● TEXT

The Australia 200 share index is in break out territory. Despite specific fears about trade disputes, and general concerns about the outlook for global growth, the local share market is trading at post-GFC highs. Higher portfolio cash levels mean this is a mixed blessing for many investors.
Is it too late to buy shares? The answer to that question depends as much on individual circumstances as it does the market. Investors nearing retirement, or already relying on investment income, may exercise more caution than those with longer investment timeframes and higher risk appetites. However there are both fundamental and technical factors that support potential further rises and a test of the all-time share market high around 6,850.
The chart tells the story. This long-term look at the main market index covers the last fifteen years. Each of the candles on the chart represents a month’s worth of trading. The mountain on the left is the three-year rally and subsequent GFC induced fall. From 2009 there are many fits and starts, but the overall direction of the market is up.

● DIRECTIVE 1
List every line of the records that contains the word "lips".
● DIRECTIVE 2
Extend the commentary on the Australian share market beyond its last sentence.
The text and the records have nothing to do with each other.

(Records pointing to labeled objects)
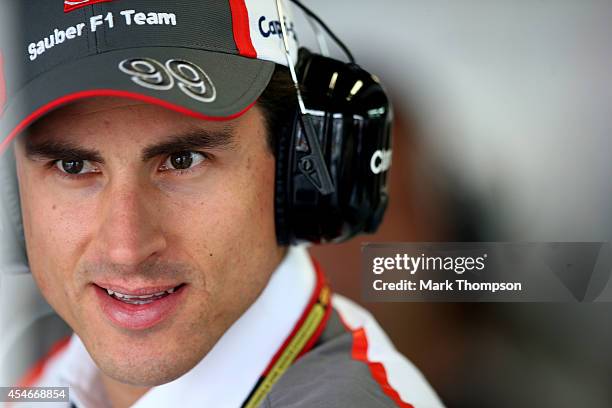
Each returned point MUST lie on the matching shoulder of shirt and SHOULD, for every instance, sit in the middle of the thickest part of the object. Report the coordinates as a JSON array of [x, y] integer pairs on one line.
[[353, 364]]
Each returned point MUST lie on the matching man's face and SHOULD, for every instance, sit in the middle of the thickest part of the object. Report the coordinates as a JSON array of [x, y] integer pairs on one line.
[[139, 200]]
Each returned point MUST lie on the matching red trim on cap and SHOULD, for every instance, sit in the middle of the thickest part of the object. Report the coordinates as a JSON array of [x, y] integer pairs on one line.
[[242, 30], [2, 85], [359, 352], [34, 374], [109, 92], [70, 5]]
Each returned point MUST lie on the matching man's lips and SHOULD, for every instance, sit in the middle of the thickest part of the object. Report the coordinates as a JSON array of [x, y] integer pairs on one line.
[[139, 291], [140, 308]]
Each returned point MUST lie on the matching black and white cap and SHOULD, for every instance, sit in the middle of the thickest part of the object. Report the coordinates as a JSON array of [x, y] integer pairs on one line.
[[207, 58]]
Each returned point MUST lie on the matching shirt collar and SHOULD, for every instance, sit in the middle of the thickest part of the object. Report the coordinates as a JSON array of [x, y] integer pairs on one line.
[[241, 355]]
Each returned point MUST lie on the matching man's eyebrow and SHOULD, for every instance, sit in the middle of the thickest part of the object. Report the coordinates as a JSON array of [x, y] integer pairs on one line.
[[56, 150], [194, 139]]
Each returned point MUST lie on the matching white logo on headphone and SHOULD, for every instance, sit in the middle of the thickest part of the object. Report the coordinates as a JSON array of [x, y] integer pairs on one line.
[[380, 161]]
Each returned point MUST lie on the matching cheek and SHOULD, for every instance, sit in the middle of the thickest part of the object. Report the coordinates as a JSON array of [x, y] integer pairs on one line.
[[232, 236], [54, 233]]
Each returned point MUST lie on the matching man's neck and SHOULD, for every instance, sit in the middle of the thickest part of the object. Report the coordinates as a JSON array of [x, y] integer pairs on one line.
[[122, 395]]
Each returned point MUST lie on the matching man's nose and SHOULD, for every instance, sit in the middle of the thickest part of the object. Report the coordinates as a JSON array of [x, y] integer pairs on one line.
[[130, 230]]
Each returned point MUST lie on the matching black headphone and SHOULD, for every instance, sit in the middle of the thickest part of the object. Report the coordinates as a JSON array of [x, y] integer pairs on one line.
[[332, 159]]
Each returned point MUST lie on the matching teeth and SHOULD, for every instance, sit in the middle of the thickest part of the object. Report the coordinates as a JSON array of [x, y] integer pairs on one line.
[[127, 297]]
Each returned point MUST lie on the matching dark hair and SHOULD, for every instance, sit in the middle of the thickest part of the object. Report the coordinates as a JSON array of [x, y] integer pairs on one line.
[[278, 103]]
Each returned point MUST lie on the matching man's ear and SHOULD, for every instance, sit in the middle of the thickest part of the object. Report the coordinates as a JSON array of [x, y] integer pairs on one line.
[[13, 258]]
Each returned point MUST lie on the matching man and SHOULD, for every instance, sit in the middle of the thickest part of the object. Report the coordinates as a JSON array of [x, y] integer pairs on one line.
[[146, 169]]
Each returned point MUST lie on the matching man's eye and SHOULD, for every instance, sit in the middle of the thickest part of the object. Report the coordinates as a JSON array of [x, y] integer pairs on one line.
[[183, 161], [75, 167]]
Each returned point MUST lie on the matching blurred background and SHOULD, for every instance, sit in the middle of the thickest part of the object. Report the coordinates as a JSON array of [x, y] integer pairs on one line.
[[503, 134]]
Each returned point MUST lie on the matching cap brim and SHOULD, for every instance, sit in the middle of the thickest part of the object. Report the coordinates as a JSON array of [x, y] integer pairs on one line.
[[238, 82]]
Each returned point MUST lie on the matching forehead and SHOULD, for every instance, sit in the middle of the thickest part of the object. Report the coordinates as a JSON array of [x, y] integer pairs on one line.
[[123, 115]]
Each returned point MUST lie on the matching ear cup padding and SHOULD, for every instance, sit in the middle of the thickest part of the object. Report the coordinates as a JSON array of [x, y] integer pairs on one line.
[[283, 180]]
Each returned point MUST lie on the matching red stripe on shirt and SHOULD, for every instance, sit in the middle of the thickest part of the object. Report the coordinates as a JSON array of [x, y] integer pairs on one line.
[[314, 297], [359, 352], [34, 374], [242, 30]]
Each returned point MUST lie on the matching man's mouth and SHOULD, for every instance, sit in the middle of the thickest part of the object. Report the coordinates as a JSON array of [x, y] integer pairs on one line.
[[142, 299], [139, 309]]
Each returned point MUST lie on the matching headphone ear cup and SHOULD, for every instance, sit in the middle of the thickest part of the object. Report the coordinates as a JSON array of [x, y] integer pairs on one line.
[[285, 140]]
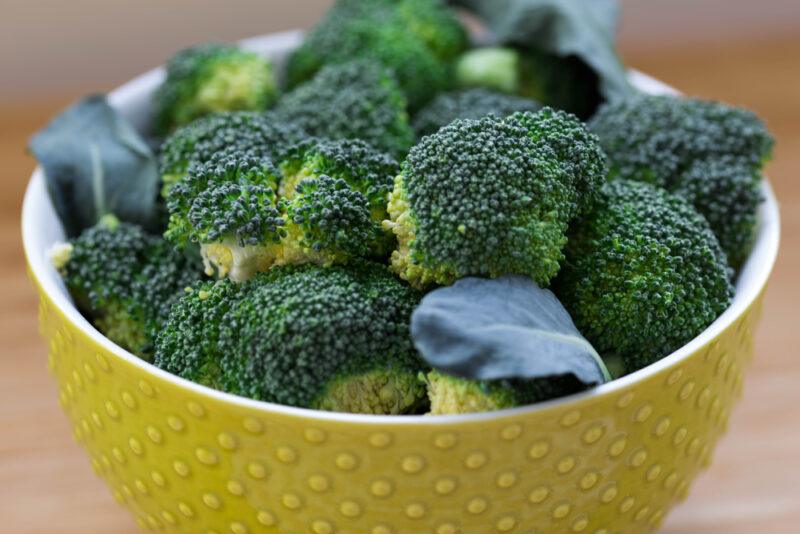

● WRITTEN ANSWER 1
Each returned point MUST lie on the matching man's lips and SHOULD, for every instance, sit in the middle of the thickest part of the object. Report the coordinates as a JSON array of [x, y] integer pairs on one line.

● WRITTEN ANSWER 2
The horizontal lines on the right show the index climbing through important levels. First 6,000, and after the Federal election the market traded past the previous twelve year high near 6,380. Traders call this kind of price action a break-out, and an indication that a test of the next level is more likely than not. This points to a potential move to the high water mark.
No doubt a number of readers have just choked on their coffee. After all, everyone knows that investors should “sell in May, and go away”. Experts around the globe are warning of a coming recession, many blaming the trade dispute between the US and China.
It’s precisely why the recent gains are sustainable, and further gains probable. Market crashes are born in optimism and exuberance, not scepticism and gloom. When investors doubt, maintain higher cash levels, and prepare for disaster, the potential for financial cataclysm is lower. Perhaps the greatest risk to portfolios over the rest of the year is underperforming a rising market.
Doom merchants will always have a reason to justify the sky falling. The latest (and one of the funniest) is the “per-capita recession”. Yes, if you subtract a contributing factor from any data set it gives a worse result. Immigration and population increases have contributed significantly to Australia’s growth for more than two centuries. What value is there in stripping these important factors from the data?
Additionally, there are fundamental forces that speak to the possibility of a higher share market. The more accommodative stance of central banks in general, and the RBA in particular, provides a cushion to the economy. The increasingly dovish RBA stance weighs on the Australian dollar, making local shares more attractive to international investors.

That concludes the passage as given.